(Data listing)
[BEGIN]

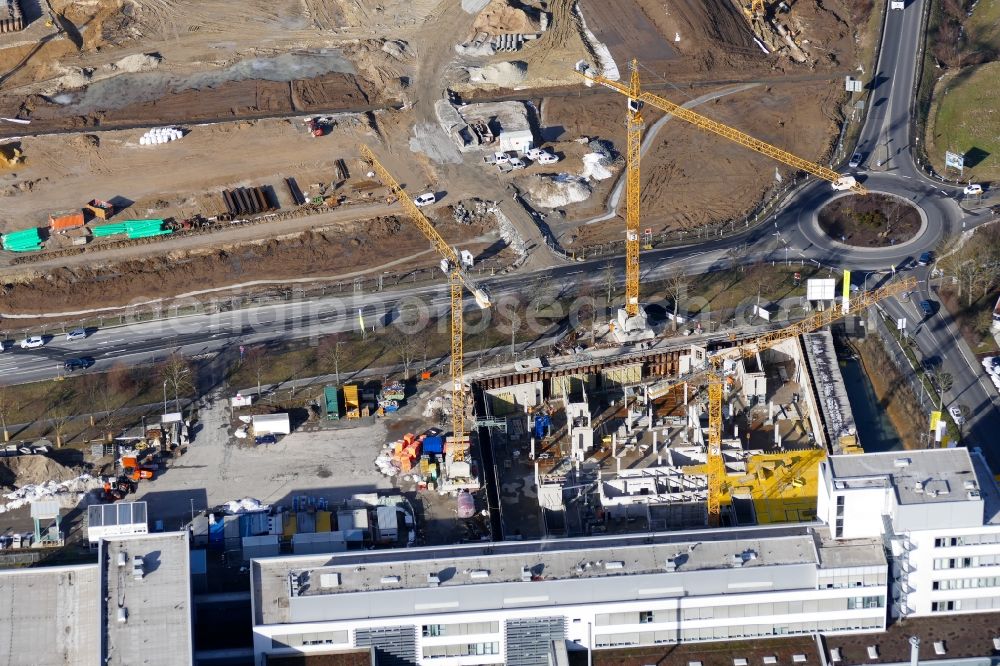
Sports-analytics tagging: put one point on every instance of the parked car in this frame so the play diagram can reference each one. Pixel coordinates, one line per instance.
(425, 199)
(32, 342)
(82, 363)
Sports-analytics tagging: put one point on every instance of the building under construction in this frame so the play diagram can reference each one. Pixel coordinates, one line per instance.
(613, 443)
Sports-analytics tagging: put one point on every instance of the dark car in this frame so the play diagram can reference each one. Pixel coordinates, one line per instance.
(77, 364)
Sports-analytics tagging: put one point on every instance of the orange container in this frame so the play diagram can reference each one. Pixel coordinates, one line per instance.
(66, 222)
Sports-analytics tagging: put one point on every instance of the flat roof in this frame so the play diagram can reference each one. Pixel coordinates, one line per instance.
(927, 476)
(277, 581)
(158, 607)
(51, 615)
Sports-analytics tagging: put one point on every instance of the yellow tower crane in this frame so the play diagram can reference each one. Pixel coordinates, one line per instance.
(633, 130)
(631, 91)
(458, 278)
(634, 126)
(714, 467)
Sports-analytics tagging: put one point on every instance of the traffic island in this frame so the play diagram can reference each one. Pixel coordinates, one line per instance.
(873, 220)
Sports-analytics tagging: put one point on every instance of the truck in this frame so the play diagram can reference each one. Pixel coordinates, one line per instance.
(331, 402)
(352, 406)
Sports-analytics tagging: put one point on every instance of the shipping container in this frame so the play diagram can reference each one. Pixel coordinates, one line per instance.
(352, 406)
(331, 401)
(65, 222)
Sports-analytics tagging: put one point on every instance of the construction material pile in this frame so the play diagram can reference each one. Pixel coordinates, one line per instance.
(132, 228)
(26, 240)
(500, 74)
(35, 477)
(391, 395)
(418, 459)
(245, 505)
(557, 191)
(159, 135)
(595, 166)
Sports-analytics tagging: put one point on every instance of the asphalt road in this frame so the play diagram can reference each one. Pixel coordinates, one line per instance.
(792, 235)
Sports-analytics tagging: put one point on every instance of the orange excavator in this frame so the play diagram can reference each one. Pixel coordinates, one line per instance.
(131, 469)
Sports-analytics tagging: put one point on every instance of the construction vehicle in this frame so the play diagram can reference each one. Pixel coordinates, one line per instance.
(714, 467)
(132, 470)
(454, 266)
(634, 125)
(119, 488)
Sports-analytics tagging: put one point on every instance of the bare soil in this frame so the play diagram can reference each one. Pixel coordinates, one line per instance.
(691, 178)
(874, 220)
(322, 252)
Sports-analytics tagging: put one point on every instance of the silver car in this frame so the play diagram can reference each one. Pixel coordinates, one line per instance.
(32, 342)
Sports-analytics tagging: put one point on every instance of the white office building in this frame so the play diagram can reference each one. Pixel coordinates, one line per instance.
(525, 602)
(938, 510)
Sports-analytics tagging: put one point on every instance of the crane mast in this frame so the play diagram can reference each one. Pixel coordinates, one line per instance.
(457, 279)
(714, 467)
(633, 127)
(735, 135)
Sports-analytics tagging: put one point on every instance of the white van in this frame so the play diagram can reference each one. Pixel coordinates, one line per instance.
(425, 199)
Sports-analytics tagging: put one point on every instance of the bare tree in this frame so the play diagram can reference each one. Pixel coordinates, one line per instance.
(407, 348)
(176, 371)
(256, 358)
(944, 382)
(331, 353)
(676, 287)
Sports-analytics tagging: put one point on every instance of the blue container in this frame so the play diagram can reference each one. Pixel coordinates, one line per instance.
(433, 445)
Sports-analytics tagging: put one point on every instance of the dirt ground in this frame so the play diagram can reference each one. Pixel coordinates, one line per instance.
(691, 178)
(844, 219)
(64, 172)
(329, 251)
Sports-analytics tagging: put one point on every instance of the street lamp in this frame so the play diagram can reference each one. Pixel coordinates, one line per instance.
(177, 403)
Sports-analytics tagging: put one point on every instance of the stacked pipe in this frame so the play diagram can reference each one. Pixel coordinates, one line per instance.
(159, 135)
(247, 201)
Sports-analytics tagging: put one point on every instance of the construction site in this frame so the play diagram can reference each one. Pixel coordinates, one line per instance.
(275, 97)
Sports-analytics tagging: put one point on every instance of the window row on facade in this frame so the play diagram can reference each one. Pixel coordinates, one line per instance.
(738, 611)
(629, 639)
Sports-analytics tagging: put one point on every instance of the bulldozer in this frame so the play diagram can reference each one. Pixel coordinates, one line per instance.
(10, 156)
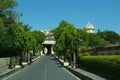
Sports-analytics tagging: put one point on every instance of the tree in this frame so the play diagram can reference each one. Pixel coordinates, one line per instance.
(110, 36)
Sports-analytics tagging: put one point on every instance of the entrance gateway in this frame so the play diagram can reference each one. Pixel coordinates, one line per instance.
(48, 43)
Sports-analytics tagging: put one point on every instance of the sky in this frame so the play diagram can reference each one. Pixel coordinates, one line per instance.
(47, 14)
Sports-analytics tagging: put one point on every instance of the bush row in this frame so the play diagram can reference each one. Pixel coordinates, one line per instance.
(109, 65)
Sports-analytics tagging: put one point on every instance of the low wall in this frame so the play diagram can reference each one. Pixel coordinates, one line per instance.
(4, 62)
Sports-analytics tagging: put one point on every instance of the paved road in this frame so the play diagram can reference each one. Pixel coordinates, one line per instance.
(47, 68)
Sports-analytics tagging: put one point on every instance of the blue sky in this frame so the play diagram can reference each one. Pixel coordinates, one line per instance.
(47, 14)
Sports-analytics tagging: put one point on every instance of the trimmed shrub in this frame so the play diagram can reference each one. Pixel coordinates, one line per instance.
(109, 65)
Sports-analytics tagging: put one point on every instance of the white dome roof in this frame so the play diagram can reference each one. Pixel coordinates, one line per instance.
(89, 26)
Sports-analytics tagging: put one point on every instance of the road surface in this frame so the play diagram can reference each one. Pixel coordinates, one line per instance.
(46, 68)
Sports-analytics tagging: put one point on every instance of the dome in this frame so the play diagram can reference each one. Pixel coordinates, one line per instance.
(89, 26)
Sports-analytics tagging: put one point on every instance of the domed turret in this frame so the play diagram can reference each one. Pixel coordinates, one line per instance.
(89, 28)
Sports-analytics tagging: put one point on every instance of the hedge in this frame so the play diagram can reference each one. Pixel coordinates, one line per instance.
(109, 65)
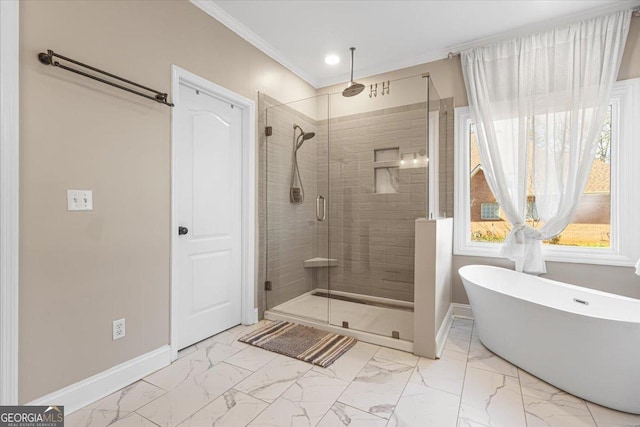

[END]

**STATED TASK:**
Please copy out all of the records above word for word, leaving out the pictures.

**EXERCISE RESULT:**
Sports-analytics tagging: put one point on every instance of the parked car in this frame so the play diagram can reference each one. Pixel coordinates, one line per instance.
(425, 199)
(32, 342)
(82, 363)
Sports-analytics tagging: put one point on every instance of the building under construction in this frame so the play diagram can reference each one. Pixel coordinates, one line per instance.
(613, 443)
Sports-analytics tagging: put one point on every instance of the dark car in this frame so the play diagram can reference each one. Pixel coordinates, one line per instance.
(77, 364)
Sports-analytics tagging: put one point on every instance of the orange container in this frame so the play diagram can reference each one. Pixel coordinates, one line per instance.
(66, 222)
Sports-analytics tagging: put one point on every instance of the flat roof in this frame so the play diagram can reference each one. Pixel coordinates, one line per instance.
(927, 476)
(277, 581)
(158, 607)
(51, 615)
Sports-analytics tagging: put one point on every instance of the yellow tower crane in this frame so the play diagram can reference each one. Pixel coordinates, one line per instance.
(633, 130)
(631, 91)
(458, 278)
(634, 126)
(714, 467)
Sports-analytics tagging: put one point on every instance of the traffic island in this frame so the play diagram can reference each one. Pixel coordinates, one line per instance.
(873, 220)
Sports-analytics tagging: put one point on every instance of the truck in this frame so the play diagram can reference each one. Pixel coordinates, one line per instance.
(331, 402)
(352, 406)
Sports-analytics tagging: put one point on every instance of the shipping container in this frame so the play diagram can reference each one. Pixel coordinates, one line per instance.
(352, 406)
(331, 401)
(65, 222)
Sports-analytics tagging: put one point on every instance of the construction material pile in this frame so the play diagram can reference each one. Pixel coordinates, one line per instance.
(132, 228)
(26, 240)
(500, 74)
(35, 477)
(391, 395)
(418, 459)
(245, 505)
(557, 191)
(159, 135)
(595, 166)
Sports-analytics tagging: put one point on every instance of the asphalt road in this frame so the play diagram can reference each one. Pixel coordinates, one line per instance.
(792, 235)
Sports-analytics tagging: put one point on every instance of the orange excavator in this frame so the play diagram can reference each one. Pixel coordinates, one line per instance.
(131, 469)
Sports-analytics tagging: put one point on every instance of the construction vehicle in this frame so the play diagram can reference each one. Pixel coordinates, one line per instance.
(714, 467)
(132, 470)
(454, 266)
(634, 125)
(119, 488)
Sports-analytics tagging: put one point on every instance of the bare soil in this frame so the play diagram can reference each one. Pixel coordinates, one line per instance.
(691, 178)
(874, 220)
(322, 252)
Sports-analytics tagging: put one point on every instance of the silver car in this frame so the play diagram can reference each one. Pixel coordinates, one line per instance.
(32, 342)
Sports-analytics tagging: put one point on every instance of the white office building in this frame so the play diagram can reference each one. Pixel coordinates, one line per instance.
(525, 602)
(938, 510)
Sports-analytics tagging: put one point on every instance of the crane mast in this frame so the play diagram can reference each one. Pixel coordinates, one line per instance.
(457, 279)
(714, 467)
(633, 127)
(735, 135)
Sports-analytics tagging: put one point on every instance of the white van in this frame so the play diagram can reference each one. Pixel coordinates, one line per instance.
(425, 199)
Sports-analytics tagging: put one point on every instance of the bare tree in this frame so the play diagram can reference each one. Pixel coordinates, one line per instance.
(407, 348)
(176, 371)
(256, 358)
(944, 382)
(331, 353)
(676, 287)
Sports-analytics tagging: put one point on every instance of the blue container in this frame so the play diagram can reference each one. Pixel coordinates, one line per instance.
(433, 445)
Sports-analytics tagging: put one point on every instance of the dirt ground in this frame so the play diagram can reference each one. Pixel coordinates, one line per instance.
(691, 178)
(844, 219)
(64, 172)
(329, 251)
Sports-analytics tagging: put one point on every instance of the street lamp in this frame so the play diagram can reference each one. Pixel coordinates, one line per instance.
(177, 403)
Sports-analytics tagging: put one point on every instance of the stacked pipe in this frame so the play diagram can reference each one. Pixel coordinates, one line per instance.
(159, 135)
(247, 201)
Sports-analytics tagging: put one point on every instance of the construction site in this frame so the play diagram can reference each one. Pixel coordinates, one line per instance.
(275, 97)
Sports-analytics tagging: put one point on every instance of the window row on facade in this frame so the play diagram can reference each one. Pixel coordinates, one line per instance.
(738, 611)
(629, 639)
Sports-analytics tagging: put one point on every instance of the bulldozer in this frame so the play diagram can reference each one. Pixel coordinates, one line per instance.
(10, 156)
Sports-analytics tagging: put one point on every instance of the tree in this frame so the play diagram can reference each one. Pixel coordinates, one line per instance.
(110, 36)
Sports-analytics tagging: put one point on every instance of the entrance gateway in this frame so the play diagram can reference each one. Pixel coordinates, one line per instance.
(48, 43)
Sports-analytics tagging: put one point on every instance of the sky in this frame so the play diagram can reference each one. Pixel coordinates, one line per instance.
(47, 14)
Sports-analytics tagging: put one point on every instance of the bush row in this frame so the play diagram can reference each one. Pixel coordinates, one line per instance.
(109, 65)
Sports-analytics tagging: put one point on every instance of the low wall in this frame so the play diagram can reference each one. Pixel coordinates, one line per instance.
(4, 62)
Sports-analytics tagging: put one point on every instance of the paved road in this frame so the play diagram can reference each one. Pixel coordinates, one line per instance.
(47, 68)
Sports-analytics tagging: put one point on every instance of the blue sky in this frame so the play diagram can reference each one. Pixel coordinates, one line per instance.
(47, 14)
Sports-analytics tagging: put one point on every instance of the trimmed shrub in this frame so the play diagram can reference each one. Pixel coordinates, one line per instance.
(109, 65)
Sports-analytics tagging: put one point on every instance of the white dome roof in this frame so the play diagram can reference each one. Pixel coordinates, one line per instance.
(89, 26)
Sports-analytics tagging: put one point on every instance of the road surface in this frame so the play diagram can reference each one. Pixel coordinates, one line per instance.
(46, 68)
Sports-analytics tagging: put one point on every instance of the dome in this frame so the play diagram can reference each one. Pixel coordinates, one line per instance.
(89, 26)
Sports-analytics tagging: put one point on every instance of the domed turret in this frame so the play diagram can reference each one. Pixel coordinates, one line per instance.
(89, 28)
Sports-analytics tagging: put one point on every instance of the hedge in this frame so the play diagram can reference each one. Pixel coordinates, one line per instance.
(109, 65)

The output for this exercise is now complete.